- [Exercise brief] Output exactly what appears from the line containing "Would you be able to indicate the information" to the end of the data below, and nothing more.

- [Region pointing data]
'''
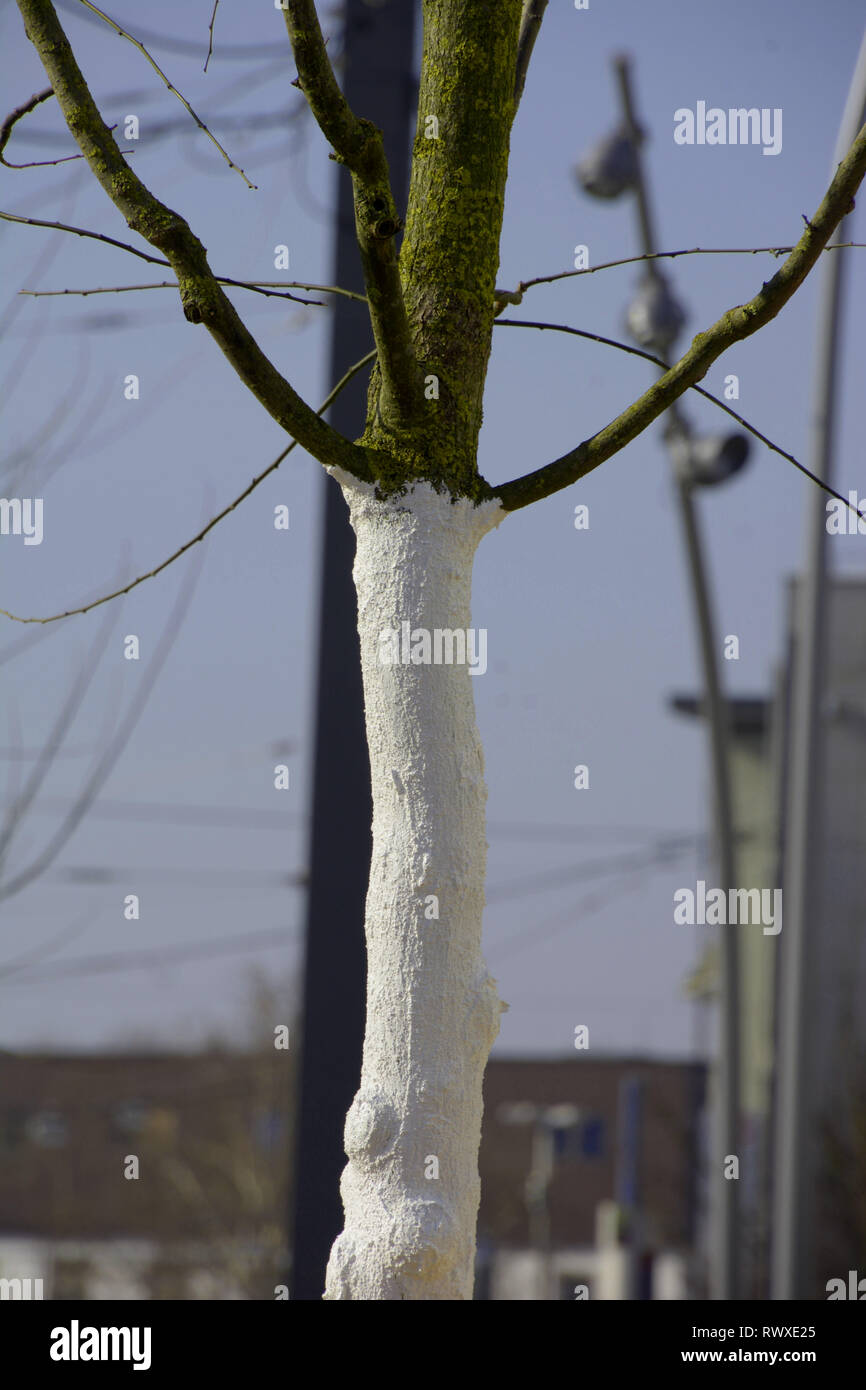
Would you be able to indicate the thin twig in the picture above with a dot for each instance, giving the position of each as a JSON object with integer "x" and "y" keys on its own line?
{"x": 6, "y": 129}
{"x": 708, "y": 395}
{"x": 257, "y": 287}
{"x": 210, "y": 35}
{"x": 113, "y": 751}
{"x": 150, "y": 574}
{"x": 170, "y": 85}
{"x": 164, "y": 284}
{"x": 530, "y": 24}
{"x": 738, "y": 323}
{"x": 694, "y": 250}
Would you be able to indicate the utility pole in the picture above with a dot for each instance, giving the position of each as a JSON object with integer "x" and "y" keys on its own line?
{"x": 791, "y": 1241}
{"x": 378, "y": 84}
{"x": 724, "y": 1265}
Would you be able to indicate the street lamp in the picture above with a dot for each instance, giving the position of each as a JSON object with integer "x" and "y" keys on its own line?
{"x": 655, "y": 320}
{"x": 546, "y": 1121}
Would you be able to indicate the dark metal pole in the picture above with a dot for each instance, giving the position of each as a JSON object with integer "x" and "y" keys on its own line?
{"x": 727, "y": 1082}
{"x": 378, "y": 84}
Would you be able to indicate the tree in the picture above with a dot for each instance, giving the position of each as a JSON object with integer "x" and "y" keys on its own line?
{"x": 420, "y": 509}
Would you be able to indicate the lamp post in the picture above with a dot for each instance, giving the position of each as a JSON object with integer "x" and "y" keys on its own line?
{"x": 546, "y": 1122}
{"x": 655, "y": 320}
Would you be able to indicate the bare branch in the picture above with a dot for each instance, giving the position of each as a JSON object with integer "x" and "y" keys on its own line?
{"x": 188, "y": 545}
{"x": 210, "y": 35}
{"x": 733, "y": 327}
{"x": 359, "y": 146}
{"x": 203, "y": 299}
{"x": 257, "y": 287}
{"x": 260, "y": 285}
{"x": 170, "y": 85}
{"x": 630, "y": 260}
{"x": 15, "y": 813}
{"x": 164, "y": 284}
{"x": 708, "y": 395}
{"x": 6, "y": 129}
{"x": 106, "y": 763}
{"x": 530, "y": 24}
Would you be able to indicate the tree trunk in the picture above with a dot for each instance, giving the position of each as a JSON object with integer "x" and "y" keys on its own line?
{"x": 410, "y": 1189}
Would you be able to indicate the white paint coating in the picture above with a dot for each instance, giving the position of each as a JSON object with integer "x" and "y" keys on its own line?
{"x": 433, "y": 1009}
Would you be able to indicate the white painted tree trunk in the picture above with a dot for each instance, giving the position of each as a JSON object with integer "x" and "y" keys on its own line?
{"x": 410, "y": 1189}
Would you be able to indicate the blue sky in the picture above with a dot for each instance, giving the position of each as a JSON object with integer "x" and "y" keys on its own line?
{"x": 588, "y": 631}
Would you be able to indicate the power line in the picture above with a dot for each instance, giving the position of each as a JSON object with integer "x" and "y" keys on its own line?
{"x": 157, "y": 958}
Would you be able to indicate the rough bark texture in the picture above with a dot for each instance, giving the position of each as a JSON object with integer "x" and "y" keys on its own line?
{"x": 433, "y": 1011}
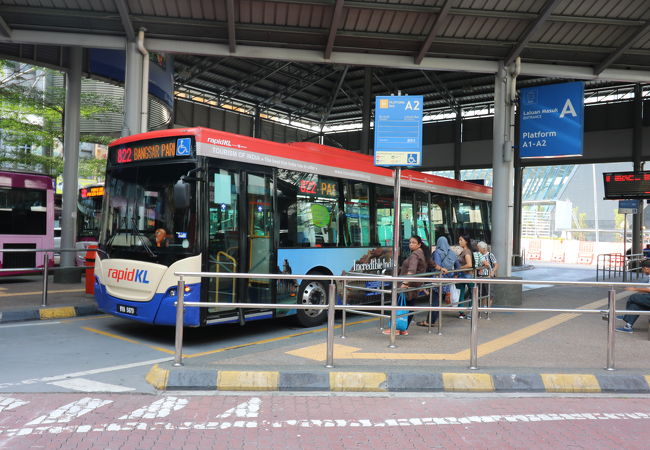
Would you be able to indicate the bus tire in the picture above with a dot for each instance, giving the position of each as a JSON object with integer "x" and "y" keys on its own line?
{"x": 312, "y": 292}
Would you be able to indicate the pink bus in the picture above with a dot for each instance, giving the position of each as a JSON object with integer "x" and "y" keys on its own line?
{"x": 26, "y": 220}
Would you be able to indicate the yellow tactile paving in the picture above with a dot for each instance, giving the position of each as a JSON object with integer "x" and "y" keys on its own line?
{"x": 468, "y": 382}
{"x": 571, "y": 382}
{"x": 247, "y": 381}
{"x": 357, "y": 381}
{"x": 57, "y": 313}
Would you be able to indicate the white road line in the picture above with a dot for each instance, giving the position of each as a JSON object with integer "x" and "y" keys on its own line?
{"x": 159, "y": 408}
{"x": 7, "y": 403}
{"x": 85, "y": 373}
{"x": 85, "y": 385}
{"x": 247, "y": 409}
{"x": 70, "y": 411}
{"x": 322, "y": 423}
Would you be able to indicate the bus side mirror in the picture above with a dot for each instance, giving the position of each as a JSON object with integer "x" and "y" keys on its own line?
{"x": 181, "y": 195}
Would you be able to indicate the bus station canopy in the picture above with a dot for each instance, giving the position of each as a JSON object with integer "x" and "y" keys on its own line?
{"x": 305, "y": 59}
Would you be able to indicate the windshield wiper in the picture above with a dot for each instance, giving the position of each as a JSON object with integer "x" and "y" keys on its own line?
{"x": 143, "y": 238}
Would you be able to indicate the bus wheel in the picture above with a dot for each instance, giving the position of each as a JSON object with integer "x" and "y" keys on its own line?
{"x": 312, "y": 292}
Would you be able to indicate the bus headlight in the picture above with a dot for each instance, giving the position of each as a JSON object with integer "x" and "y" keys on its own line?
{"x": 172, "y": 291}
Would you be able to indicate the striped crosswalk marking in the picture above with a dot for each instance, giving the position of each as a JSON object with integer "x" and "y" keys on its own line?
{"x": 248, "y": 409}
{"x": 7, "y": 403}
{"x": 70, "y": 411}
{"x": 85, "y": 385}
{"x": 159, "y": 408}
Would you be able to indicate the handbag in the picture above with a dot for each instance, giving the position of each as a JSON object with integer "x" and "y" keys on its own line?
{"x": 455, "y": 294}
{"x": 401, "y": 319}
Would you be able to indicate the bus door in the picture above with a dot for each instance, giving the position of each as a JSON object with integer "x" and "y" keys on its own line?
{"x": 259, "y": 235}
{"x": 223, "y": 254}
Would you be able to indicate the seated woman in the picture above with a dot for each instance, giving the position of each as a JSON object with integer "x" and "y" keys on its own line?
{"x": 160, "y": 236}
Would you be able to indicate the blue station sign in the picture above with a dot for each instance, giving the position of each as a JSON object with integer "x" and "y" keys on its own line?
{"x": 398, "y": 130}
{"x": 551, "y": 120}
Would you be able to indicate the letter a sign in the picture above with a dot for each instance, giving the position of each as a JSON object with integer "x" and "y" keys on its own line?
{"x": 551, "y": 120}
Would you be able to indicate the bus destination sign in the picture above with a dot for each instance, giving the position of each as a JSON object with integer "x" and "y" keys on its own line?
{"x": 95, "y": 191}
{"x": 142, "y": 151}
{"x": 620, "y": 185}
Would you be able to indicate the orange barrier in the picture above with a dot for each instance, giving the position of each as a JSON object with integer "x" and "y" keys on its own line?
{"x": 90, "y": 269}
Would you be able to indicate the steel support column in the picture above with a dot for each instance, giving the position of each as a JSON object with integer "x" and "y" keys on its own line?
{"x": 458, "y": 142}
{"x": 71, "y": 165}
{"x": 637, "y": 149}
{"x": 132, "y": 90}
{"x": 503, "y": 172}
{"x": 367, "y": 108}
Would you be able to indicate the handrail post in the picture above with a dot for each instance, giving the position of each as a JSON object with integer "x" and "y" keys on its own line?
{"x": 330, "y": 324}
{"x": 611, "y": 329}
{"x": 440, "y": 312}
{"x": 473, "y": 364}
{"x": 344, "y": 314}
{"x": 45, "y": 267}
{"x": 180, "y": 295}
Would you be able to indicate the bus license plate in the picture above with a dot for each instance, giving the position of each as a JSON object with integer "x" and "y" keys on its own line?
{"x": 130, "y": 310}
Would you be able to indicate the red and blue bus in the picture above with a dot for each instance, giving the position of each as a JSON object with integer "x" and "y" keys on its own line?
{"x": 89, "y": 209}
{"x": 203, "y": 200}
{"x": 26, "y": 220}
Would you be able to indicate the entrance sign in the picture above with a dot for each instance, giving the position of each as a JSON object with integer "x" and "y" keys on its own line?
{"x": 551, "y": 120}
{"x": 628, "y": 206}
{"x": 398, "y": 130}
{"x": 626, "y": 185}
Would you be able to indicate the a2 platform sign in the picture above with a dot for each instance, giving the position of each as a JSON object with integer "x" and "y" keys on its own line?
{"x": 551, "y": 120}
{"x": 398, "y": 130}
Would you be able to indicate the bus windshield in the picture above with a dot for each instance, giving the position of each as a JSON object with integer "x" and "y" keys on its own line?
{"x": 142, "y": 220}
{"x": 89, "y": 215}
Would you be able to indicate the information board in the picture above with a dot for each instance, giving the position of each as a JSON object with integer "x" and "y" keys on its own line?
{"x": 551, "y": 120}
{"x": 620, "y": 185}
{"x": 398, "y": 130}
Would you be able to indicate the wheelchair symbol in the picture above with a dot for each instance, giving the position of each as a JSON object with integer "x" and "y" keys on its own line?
'''
- [The answer]
Would you be able to indicate the information board in the picture above with a dot for each instance, giving the position of each as a JSON object with integer "x" and "y" keys on its own line?
{"x": 551, "y": 120}
{"x": 620, "y": 185}
{"x": 398, "y": 130}
Would you be able to indicate the wheelchair symbol in the picture above with a dot for each instance, giving the position of each as a JSON object with integer "x" and "y" keys on its own line?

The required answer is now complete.